TEXTO CITADO:
──────

Sin amor, fe y esperanza en Dios, las riquezas mismas hacen de nosotros unos pobres infelices

« Lo que obtienes al alcanzar tus metas no es tan importante como en lo que te conviertes con el logro de tus metas” Henry David Thoreau (1817-1862)

La ambición y la avidez de riqueza no son pasiones justamente candorosas, inofensivas y sin riesgo alguno, sino todo lo contrario. El afán de poseer más de lo que se tiene o de llegar a ser alguien más importante, es una fuerza interior o inclinación muy intensa capaz de arrastrar al individuo hacia situaciones indecorosas y hasta negocios turbios, que pueden sacarlo de su eje existencial acostumbrado, convirtiéndolo en una persona descentrada e insensible .

Si se lo permiten, la codicia llega a endurecer cualquier corazón de poca fe y a ofuscar el entendimiento, llevando al individuo a servirse del consabido criterio utilitario en el trato con los demás, que siempre estima más la utilidad o el beneficio que una relación personal le puede brindar, que las cualidades humanas de la persona tratada. Esa actitud interesada y egoísta del ambicioso termina por estropear los verdaderos lazos de amistad y cariño que había creado anteriormenente, siendo una de las primeras víctimas: su propia vida matrimonial.

El Papa Benedicto XVI describió así los estragos que puede causar la avaricia en el alma humana: « La idolatría de los bienes, en cambio, no sólo aleja del otro, sino que despoja al hombre, lo hace infeliz, lo engaña, lo defrauda sin realizar lo que promete, porque sitúa las cosas materiales en el lugar de Dios, única fuente de la vida.»

Es bueno tener presente que los efectos negativos del amor al dinero y de la ambición, no se manifiestan en la vida pública de las personas sino en su vida interior espiritual, es decir, en su carácter y en su modo de ser. La consecuencias de la codicia no se ven, pero sí se sienten.

Existen innumerables casos de personas en el mundo que por desear tener éxitos y alcanzar aún mayores ingresos económicos, se olvidan de sí mismos y llegan a menospreciar el valor y la importancia que tienen la fe, el amor y la esperanza en Dios para su vida espiritual, arriesgando dejarse vencer por la vanidad y la codicia, las cuales convierten a ese individuo con éxito y que logró sus metas, en un pobre ser humano carente de amor, vacío interiormente e infeliz .

──────

REGISTROS POR PROCESAR:
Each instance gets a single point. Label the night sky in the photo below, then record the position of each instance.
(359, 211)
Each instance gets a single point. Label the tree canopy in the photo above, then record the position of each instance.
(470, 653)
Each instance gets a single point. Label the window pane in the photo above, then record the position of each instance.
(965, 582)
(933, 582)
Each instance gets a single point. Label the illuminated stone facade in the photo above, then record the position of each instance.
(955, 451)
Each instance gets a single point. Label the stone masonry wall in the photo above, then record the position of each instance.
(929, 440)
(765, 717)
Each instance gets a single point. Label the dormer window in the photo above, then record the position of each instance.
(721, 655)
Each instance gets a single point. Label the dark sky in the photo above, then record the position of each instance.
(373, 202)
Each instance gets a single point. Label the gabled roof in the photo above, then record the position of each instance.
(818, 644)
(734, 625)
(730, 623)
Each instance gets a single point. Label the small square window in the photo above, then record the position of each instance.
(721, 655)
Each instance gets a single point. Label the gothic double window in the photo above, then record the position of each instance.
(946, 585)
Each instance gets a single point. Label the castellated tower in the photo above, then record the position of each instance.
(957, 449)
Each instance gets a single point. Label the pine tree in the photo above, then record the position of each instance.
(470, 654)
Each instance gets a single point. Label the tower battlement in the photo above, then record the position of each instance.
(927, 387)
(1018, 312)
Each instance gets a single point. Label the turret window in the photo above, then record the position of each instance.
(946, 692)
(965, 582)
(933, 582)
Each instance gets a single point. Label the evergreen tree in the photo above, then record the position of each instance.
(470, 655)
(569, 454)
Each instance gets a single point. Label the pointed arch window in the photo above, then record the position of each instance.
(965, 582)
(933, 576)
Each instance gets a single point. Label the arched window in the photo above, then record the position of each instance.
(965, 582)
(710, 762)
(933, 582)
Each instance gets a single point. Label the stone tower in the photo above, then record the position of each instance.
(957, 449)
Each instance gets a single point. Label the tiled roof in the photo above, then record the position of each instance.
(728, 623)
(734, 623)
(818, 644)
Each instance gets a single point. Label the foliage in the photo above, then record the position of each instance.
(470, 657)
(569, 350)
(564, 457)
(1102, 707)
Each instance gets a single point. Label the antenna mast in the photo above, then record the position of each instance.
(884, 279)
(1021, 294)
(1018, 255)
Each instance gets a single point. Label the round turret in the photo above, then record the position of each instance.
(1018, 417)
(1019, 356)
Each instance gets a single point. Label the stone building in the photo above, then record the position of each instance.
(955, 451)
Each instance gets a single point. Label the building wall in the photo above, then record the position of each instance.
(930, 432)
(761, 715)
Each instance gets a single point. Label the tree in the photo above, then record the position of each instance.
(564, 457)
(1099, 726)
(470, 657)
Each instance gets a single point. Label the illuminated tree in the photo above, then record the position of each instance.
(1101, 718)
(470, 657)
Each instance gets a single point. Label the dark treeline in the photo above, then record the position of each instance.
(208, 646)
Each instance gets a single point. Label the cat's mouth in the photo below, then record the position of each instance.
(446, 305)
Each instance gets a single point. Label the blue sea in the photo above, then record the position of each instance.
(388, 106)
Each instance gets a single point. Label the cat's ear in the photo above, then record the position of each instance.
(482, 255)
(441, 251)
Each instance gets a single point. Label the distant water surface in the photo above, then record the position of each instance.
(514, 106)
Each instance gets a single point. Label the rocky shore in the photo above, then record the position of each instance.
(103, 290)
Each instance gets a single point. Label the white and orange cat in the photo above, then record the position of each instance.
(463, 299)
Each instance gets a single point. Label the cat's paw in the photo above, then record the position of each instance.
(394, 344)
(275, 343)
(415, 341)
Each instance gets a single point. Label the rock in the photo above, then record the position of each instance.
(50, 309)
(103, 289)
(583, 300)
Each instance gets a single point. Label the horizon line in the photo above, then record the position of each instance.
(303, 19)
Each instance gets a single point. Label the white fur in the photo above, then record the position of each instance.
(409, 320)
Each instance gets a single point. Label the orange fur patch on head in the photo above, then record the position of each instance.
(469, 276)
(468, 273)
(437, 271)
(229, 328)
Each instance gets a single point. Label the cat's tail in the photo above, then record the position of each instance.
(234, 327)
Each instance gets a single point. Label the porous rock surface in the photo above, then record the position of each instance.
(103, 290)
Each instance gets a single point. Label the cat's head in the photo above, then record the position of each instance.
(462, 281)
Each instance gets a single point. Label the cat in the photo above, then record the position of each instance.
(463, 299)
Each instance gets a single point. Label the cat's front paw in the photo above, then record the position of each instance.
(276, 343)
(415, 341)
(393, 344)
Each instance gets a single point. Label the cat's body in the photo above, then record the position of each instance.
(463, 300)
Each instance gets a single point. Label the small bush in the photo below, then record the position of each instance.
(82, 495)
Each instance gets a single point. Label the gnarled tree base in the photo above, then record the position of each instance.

──────

TAREAS POR HACER:
- A) Cuenta cuántas líneas de los registros contienen la palabra "turret". Responde solo con el número.
- B) Retoma el texto sobre la codicia y la fe en Dios y continúalo a partir de su última oración.

LAS RESPUESTAS:
- A) 2

- B)
« Porque la avaricia es la raíz de todos los males, y al dejarse llevar por ella, algunos perdieron la fe y se ocasionaron innumerables sufrimientos. » 1 Timoteo 6, 10

 

Acudamos a Dios para que haga lo que nosotros mismos no podemos hacer.

Todos conocemos los cuentos de niños de Superman y de la mujer maravilla que hablan de las proezas de seres humanos indestructibles, que hasta pueden volar como pájaros. O bien libros sobre superación personal, como por ejemplo la obra que se titula « El cielo es el límite » de Wayne Dyer, quien afirma que no existen límites para el ser humano y que somos dueños de nuestro destino y nuestro futuro.

Desde hace decenas de años la televisón, el cine y la literatura nos han llenado la cabeza con infinidad de cuentos, ilusiones e historias, que han surgido de la imaginación de sus autores. Ese torrente de fantasías que hemos estado asimilando, nos han llevado a creer que los seres humanos de hoy en día, somos casi « superhombres » y « supermujeres ». Cuando en realidad no es así. Seguimos siendo exactamente iguales a los hombres y mujeres de la Antigüedad, desde el punto de vista genético y biológico.

Amigo lector ahora me gustaría hacerte las siguientes preguntas: ¿Conoces claramente lo que eres capaz de hacer y lo que no eres capaz? ¿Sabes bien cuáles son tus límites como ser humano?  Y frente a Dios Todopoderoso y Creador del universo, ¿Recuerdas tu naturaleza de creatura mortal, frágil y limitada? ¿Reconoces tu dependencia y tu condición de hijo de Dios?

Ahora voy a mencionar sólo 3 de nuestras tantas imposibilidades:

  • no podemos dominar los eventos que suceden en la vida, ni siquiera nuestros pensamientos.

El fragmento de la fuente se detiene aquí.